• _Exercise aim_
Please copy out every line of the material below that contains the word "tree". Case counts.

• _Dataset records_
......
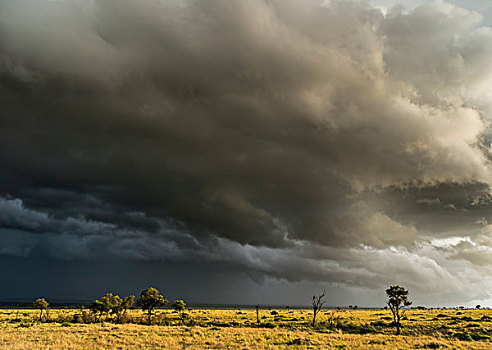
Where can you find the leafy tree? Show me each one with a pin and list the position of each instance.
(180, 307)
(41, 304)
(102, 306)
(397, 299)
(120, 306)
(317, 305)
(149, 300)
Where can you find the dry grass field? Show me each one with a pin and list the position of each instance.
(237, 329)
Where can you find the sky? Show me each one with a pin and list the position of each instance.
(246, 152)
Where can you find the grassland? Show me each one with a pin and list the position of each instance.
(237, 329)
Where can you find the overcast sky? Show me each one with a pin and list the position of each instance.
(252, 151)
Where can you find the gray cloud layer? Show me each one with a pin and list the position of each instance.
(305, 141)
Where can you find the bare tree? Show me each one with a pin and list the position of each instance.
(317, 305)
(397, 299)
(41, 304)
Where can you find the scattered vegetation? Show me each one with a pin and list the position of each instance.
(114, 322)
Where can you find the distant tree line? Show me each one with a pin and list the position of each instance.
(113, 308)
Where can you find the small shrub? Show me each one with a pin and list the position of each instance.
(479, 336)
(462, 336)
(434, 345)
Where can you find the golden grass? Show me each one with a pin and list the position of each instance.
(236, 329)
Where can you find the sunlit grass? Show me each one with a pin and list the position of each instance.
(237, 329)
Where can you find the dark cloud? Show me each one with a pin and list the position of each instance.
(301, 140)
......
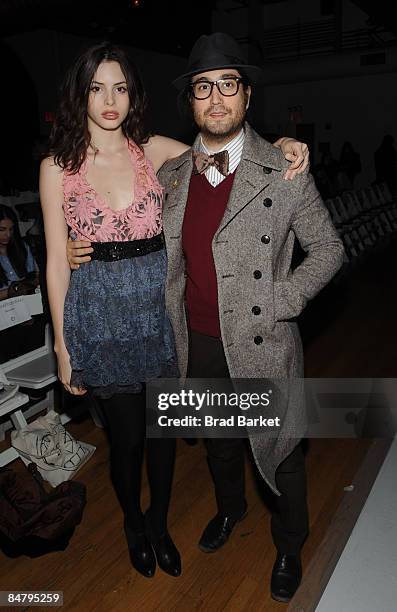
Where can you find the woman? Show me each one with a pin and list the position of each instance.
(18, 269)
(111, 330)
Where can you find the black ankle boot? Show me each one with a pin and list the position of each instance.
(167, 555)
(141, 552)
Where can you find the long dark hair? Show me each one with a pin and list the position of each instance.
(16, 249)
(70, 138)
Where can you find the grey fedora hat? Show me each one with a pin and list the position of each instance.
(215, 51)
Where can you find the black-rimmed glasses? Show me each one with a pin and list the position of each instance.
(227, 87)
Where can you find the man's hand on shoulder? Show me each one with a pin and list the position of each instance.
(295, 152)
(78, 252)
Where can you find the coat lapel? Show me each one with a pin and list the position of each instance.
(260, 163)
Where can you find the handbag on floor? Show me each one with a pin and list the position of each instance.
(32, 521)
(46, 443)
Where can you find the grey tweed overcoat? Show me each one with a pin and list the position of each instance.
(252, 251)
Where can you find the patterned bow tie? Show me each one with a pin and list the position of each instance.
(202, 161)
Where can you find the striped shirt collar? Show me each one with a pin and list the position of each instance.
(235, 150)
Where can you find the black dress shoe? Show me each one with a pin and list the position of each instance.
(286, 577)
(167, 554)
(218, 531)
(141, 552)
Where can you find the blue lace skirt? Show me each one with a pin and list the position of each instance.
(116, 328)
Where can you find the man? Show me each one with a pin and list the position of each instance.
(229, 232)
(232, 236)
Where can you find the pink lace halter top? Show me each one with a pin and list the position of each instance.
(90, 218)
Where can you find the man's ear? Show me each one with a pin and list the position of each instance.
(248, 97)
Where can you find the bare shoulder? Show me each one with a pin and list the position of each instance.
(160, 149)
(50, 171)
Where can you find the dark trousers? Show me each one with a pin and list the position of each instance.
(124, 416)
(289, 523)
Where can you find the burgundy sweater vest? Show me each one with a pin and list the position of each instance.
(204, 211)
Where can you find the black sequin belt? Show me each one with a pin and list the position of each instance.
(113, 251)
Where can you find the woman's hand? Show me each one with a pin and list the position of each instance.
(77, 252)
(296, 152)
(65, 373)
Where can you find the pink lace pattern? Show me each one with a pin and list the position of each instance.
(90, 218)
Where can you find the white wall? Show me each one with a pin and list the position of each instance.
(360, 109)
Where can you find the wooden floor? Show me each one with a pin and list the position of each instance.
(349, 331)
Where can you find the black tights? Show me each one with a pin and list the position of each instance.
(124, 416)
......
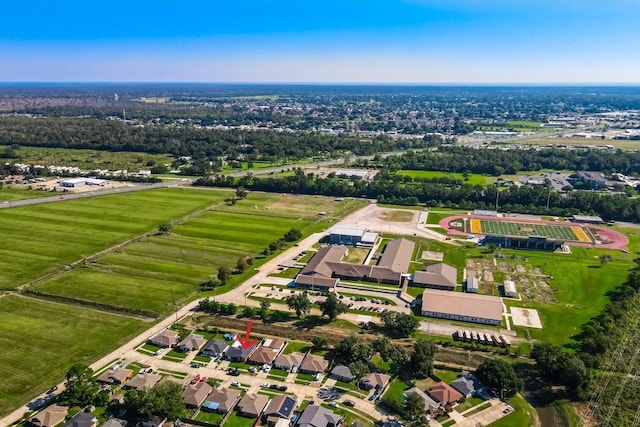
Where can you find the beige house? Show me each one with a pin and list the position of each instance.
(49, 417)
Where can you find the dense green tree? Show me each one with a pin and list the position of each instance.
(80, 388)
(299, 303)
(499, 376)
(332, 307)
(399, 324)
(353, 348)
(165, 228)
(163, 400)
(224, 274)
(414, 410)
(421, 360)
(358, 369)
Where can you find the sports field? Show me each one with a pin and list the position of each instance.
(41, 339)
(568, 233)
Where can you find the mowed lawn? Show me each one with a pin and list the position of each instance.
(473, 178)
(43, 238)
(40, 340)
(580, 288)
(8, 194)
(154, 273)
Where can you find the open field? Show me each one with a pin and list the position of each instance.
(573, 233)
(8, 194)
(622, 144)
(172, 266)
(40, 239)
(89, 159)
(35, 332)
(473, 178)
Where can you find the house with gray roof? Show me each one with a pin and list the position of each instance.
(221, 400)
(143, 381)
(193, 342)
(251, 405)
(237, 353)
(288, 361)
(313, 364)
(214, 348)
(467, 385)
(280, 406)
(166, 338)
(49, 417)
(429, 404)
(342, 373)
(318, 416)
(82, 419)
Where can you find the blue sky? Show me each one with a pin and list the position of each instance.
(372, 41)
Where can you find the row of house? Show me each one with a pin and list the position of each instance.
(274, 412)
......
• _Exercise output_
Where can you find the leafy tree? Show me each one with a pin and list the position of each instance.
Where can you find the bare tree? Show me each one with a pin and list the position of each instance.
Where can you find the distant tree line? Show me each one with a pin and list the position of each instance.
Where can you find the dense green tree? Show me each one with a pin and list the position of each instance.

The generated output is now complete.